§ **Task A**: In the modulus thread, what value should (-13 mod 5) give?
§ **Task B**: Print the modulus thread from "gwhitney commented 2" up to and including "input is undefined.".

§ **Extract to read**:
───

Capability for inbuilt math functions, with first being `mathematician's modulus'

numberscope / frontscope

Numberscope's front end and user interface: responsible for specifying sequences and defining and displaying visualizers

MIT License

7 stars 15 forks source link

Capability for inbuilt math functions, with first being `mathematician's modulus' #48

Open katestange opened 2 years ago

katestange commented 2 years ago

We should create a place in the codebase where we can build a library of inbuilt math functions available to visualizers. So, housed in src/visualizers, e.g. src/visualizer/math.ts. (Glen notes: the file name starts with a lower case by the conventions of this project because it is not defining a class.) This file should export various useful functions. The first test case, to include when setting this up, is a ''mathematician's modulus''. The % operator in javascript will return a negative value when the dividend is negative. Ideally, (A mod B) should return the smallest non-negative integer which differs from A by a multiple of B. So, (-13 mod 5) should be 2 (not -3 as javascript would have it). In particular, the result should be in the range 0 to B-1 inclusive. The function itself would be called in the visualizer by importing modulus from math.ts, and then have syntax like modulus(A,B).

gwhitney commented 2 years ago

Note that the return type of a Sequence element has turned out to be bigint|undefined (so that missing terms can be flagged) so these utility functions need to handle inputs of that union, and just return undefined if any necessary input is undefined.

───

§ **Data excerpt**:
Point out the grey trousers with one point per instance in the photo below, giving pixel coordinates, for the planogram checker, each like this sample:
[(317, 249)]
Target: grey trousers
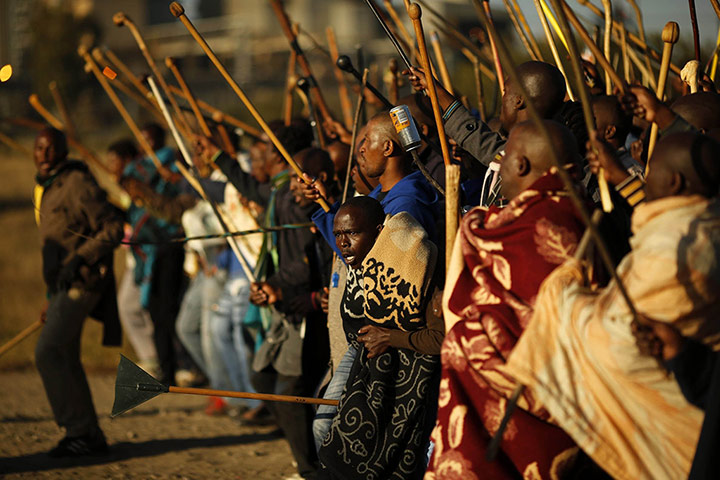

───

§ **Final result A**: 2

§ **Final result B**:
gwhitney commented 2 years ago

Note that the return type of a Sequence element has turned out to be bigint|undefined (so that missing terms can be flagged) so these utility functions need to handle inputs of that union, and just return undefined if any necessary input is undefined.